● Описание задания
Чьим «глубоким словом» названо выражение «неподвижное стояние» в тексте о русском народе и его вождях?

● Текст для чтения
┄┄┄┄┄┄

Страсть, не закрепленная силою характера, всегда способна всколыхнуться,
замутиться, соблазниться и рвануться на ложные пути. И спасти её только и
может, по глубокому слову Патриарха Гермогена, “неподвижное стояние” в правде
народных вождей. Русский народ, по заряду данных ему страстей и талантов и по
неукреплённости своего характера, всегда нуждался в сильных и верных вождях,
религиозно-почвенных, зорких и авторитетных. Эту особенность свою он сам всегда
смутно чуял и потому всегда искал себе сильных вождей, верил им, обожал их и
гордился ими. В нем всегда жила потребность найти себе опору, предел, форму и
успокоение в сильной и благой воле призванного к власти повелителя. Он всегда
ценил сильную и твердую власть; он никогда не осуждал её за строгость и
требовательность; он всегда умел прощать ей все, если здоровая глубина
политического инстинкта подсказывала ему, что за этими грозами стоит сильная
патриотическая воля, что за этими суровыми понуждениями скрывается большая
национально-государственная идея, что эти непосильные подати и сборы вызваны
всенародною бедою или нуждою. Нет пределов самопожертвуемости и выносливости
русского человека, если он чует, что его ведёт сильная и вдохновенная
патриотическая воля; и обратно – он никогда не шел и никогда не пойдет за
безволием и пустословием, даже до презрения, до соблазна шарахнуться под власть
волевого авантюриста» (И.А. Ильин).

┄┄┄┄┄┄

● Выдержки из записей
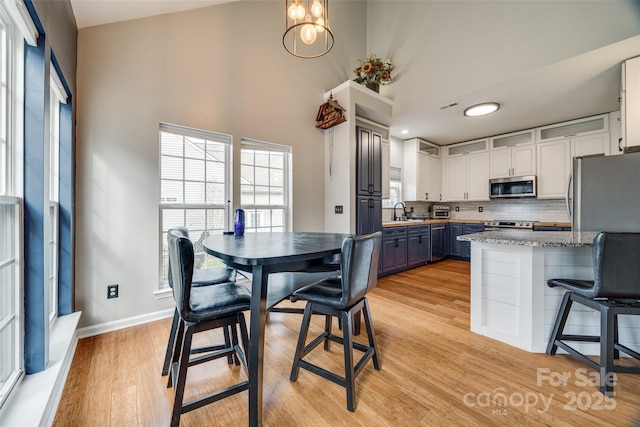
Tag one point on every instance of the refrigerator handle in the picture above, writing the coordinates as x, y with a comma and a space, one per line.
567, 198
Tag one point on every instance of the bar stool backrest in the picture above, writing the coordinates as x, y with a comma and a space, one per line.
616, 261
184, 232
181, 258
359, 262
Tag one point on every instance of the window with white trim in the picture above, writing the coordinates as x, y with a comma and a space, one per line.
395, 188
264, 187
194, 189
11, 299
57, 96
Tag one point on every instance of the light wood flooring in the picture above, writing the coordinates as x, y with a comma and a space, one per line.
435, 372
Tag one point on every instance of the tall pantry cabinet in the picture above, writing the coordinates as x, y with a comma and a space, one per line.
368, 181
354, 161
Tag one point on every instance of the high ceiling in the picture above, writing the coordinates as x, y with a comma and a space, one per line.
581, 86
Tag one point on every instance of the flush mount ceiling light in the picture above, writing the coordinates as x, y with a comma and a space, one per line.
481, 109
307, 33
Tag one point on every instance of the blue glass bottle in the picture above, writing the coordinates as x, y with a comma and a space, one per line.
238, 222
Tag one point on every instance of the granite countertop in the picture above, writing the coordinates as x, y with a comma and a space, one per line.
566, 239
411, 222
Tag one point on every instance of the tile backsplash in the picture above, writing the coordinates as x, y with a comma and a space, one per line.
512, 209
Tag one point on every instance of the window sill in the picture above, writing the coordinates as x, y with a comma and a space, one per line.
34, 400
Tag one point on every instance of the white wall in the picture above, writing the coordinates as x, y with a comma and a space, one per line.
221, 68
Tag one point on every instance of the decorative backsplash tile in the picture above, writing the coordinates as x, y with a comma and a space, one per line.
512, 209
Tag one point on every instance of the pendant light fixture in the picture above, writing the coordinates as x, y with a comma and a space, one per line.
307, 33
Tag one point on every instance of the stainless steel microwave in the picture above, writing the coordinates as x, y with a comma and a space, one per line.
513, 186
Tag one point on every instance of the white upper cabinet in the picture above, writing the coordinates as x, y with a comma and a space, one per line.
467, 171
422, 171
582, 137
630, 102
513, 154
554, 159
580, 127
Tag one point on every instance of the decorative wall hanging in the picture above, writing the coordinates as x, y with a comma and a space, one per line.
307, 33
330, 114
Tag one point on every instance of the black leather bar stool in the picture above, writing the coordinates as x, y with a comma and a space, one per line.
201, 277
201, 309
615, 290
342, 296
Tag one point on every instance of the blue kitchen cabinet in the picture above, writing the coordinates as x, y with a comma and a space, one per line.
456, 248
394, 249
418, 245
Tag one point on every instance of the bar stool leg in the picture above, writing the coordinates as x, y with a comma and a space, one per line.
347, 340
606, 350
561, 320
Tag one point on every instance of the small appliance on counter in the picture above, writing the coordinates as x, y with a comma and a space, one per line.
507, 224
440, 211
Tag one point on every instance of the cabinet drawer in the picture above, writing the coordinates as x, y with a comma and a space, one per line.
472, 228
418, 229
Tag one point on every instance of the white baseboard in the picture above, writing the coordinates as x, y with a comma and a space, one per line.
115, 325
35, 399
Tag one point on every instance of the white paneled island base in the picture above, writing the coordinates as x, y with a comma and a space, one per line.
510, 300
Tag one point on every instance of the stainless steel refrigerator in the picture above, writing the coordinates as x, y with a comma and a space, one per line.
606, 193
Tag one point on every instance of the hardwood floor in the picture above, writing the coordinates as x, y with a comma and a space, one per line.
434, 372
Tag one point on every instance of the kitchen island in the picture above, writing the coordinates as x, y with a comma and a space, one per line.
510, 300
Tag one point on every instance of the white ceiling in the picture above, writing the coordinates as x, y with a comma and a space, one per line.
585, 85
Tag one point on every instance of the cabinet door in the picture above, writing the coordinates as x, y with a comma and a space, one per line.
388, 255
401, 252
424, 243
363, 144
478, 177
413, 249
456, 247
386, 167
592, 144
368, 215
553, 169
369, 163
457, 178
501, 163
375, 164
422, 183
523, 160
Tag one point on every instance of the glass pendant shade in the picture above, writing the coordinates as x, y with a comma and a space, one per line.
307, 32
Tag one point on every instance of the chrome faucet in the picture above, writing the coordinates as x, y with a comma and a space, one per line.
404, 208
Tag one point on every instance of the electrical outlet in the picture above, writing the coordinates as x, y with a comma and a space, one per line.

┄┄┄┄┄┄

● Готовый ответ
Это слово Патриарха Гермогена.